++++ RAW DATA ++++

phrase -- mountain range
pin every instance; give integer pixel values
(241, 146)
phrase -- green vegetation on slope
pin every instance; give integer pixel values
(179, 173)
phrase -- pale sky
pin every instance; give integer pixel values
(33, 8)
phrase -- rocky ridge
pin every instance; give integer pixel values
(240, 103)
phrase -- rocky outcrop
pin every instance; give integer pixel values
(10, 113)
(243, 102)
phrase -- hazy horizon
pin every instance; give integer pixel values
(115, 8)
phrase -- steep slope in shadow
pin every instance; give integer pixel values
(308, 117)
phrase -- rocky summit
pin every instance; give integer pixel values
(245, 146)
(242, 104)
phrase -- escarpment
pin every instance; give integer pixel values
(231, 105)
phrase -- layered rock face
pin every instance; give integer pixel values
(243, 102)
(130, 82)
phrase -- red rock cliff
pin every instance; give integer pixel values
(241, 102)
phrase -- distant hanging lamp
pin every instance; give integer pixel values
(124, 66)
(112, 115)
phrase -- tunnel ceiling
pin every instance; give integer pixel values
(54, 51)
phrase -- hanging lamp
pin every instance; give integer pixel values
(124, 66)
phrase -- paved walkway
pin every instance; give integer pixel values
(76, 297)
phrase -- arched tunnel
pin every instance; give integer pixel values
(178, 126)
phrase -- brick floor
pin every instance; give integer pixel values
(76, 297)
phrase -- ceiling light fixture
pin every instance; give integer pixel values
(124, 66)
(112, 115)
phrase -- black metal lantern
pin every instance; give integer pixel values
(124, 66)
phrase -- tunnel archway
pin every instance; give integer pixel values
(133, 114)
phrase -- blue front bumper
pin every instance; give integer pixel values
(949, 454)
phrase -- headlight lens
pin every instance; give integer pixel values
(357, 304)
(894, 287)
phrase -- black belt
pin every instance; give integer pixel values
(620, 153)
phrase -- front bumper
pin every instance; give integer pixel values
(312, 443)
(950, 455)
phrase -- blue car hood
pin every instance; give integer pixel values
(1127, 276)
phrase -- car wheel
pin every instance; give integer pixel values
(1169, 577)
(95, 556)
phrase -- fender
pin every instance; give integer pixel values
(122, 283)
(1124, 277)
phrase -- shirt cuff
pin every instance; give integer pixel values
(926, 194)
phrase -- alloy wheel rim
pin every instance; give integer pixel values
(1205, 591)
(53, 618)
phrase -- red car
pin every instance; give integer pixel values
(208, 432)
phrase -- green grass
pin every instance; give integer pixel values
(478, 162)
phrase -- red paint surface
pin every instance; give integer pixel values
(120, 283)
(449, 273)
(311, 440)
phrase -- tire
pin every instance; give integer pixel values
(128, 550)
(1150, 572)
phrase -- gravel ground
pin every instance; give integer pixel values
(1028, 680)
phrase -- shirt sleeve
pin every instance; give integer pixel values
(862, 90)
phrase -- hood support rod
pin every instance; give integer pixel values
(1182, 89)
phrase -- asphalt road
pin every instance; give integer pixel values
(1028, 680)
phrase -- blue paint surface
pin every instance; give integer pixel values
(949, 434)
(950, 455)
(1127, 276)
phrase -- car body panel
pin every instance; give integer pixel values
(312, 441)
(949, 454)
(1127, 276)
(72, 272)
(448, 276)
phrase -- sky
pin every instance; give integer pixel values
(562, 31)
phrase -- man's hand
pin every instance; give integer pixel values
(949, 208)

++++

GIVEN REQUEST: Recast every line of the items above as a JSON list of strings, one string per line, leaving out any blank lines.

ANSWER BELOW:
[
  "phrase -- mountain range",
  "pin every instance; give integer pixel values",
  "(241, 146)",
  "phrase -- green vegetation on slope",
  "pin every instance; give integer pixel values",
  "(179, 173)",
  "phrase -- pale sky",
  "pin every instance; give integer pixel values",
  "(33, 8)",
  "phrase -- rocky ridge",
  "pin every instance; give integer pixel values",
  "(240, 103)",
  "phrase -- rocky outcrop",
  "pin every instance; give integer pixel values",
  "(10, 113)",
  "(243, 102)",
  "phrase -- hazy horizon",
  "pin every instance; give integer pixel values",
  "(115, 8)",
  "phrase -- steep slope in shadow",
  "pin every instance; give integer pixel values",
  "(308, 117)",
  "phrase -- rocky summit",
  "pin every instance; give integer pixel values",
  "(245, 146)",
  "(242, 104)",
  "phrase -- escarpment",
  "pin every instance; give integer pixel values",
  "(231, 105)",
  "phrase -- layered rock face",
  "pin every instance; give integer pixel values",
  "(243, 102)",
  "(130, 82)",
  "phrase -- red rock cliff",
  "pin every instance; give integer pixel values",
  "(241, 102)",
  "phrase -- distant hanging lamp",
  "pin every instance; give integer pixel values",
  "(124, 66)",
  "(112, 115)",
  "phrase -- tunnel ceiling",
  "pin every instance; give integer pixel values",
  "(54, 51)",
  "phrase -- hanging lamp",
  "pin every instance; give integer pixel values",
  "(124, 66)",
  "phrase -- paved walkway",
  "pin every instance; give integer pixel values",
  "(76, 297)",
  "phrase -- arched tunnel",
  "pin every instance; give integer pixel values",
  "(178, 126)",
  "phrase -- brick floor",
  "pin every instance; give integer pixel values",
  "(76, 297)",
  "phrase -- ceiling light fixture",
  "pin every instance; give integer pixel values",
  "(124, 66)",
  "(112, 115)",
  "phrase -- black metal lantern",
  "pin every instance; give integer pixel values",
  "(124, 66)",
  "phrase -- tunnel archway",
  "pin every instance; give integer pixel values",
  "(133, 114)",
  "phrase -- blue front bumper",
  "pin every instance; give integer pixel values",
  "(949, 454)",
  "phrase -- headlight lens",
  "pin every instance; give integer pixel values",
  "(357, 304)",
  "(894, 287)",
  "phrase -- black belt",
  "pin every instance; give integer pixel values",
  "(620, 153)",
  "phrase -- front bumper",
  "pin every instance; give integer pixel values",
  "(312, 443)",
  "(950, 455)",
  "phrase -- blue car hood",
  "pin every instance; give integer pixel values",
  "(1127, 276)",
  "phrase -- car wheel",
  "pin every instance; give integer pixel values",
  "(1169, 577)",
  "(95, 556)",
  "phrase -- fender",
  "pin every instance; give integer pixel values",
  "(122, 283)",
  "(1124, 277)",
  "phrase -- shirt cuff",
  "pin every instance; give integer pixel values",
  "(926, 194)",
  "phrase -- alloy wheel rim",
  "pin every instance; give integer pixel values",
  "(1205, 591)",
  "(53, 618)",
  "phrase -- red car",
  "pin every instance; give integer pixel values",
  "(208, 432)",
  "phrase -- green grass",
  "pin every instance; give integer pixel values",
  "(478, 162)",
  "phrase -- red paint surface",
  "pin every instance; give integer pixel values",
  "(120, 283)",
  "(449, 273)",
  "(311, 440)",
  "phrase -- tire",
  "pin every instance; give integer pixel values",
  "(128, 550)",
  "(1150, 572)",
  "phrase -- gravel ground",
  "pin every instance; give integer pixel values",
  "(1028, 680)",
  "phrase -- shirt sleeve",
  "pin every instance; give integer pixel values",
  "(862, 90)",
  "phrase -- hood support rod",
  "pin every instance; give integer pixel values",
  "(1182, 89)",
  "phrase -- asphalt road",
  "pin every instance; give integer pixel values",
  "(1028, 680)",
  "phrase -- blue paint surface",
  "pin every instance; give integer pixel values",
  "(949, 434)",
  "(950, 455)",
  "(1127, 276)",
  "phrase -- car body panel",
  "pin every instance; give integer pixel values",
  "(312, 441)",
  "(949, 454)",
  "(1127, 276)",
  "(72, 272)",
  "(448, 276)",
  "phrase -- sky",
  "pin every instance; give integer pixel values",
  "(562, 31)",
  "phrase -- man's hand",
  "pin every instance; give integer pixel values",
  "(949, 208)"
]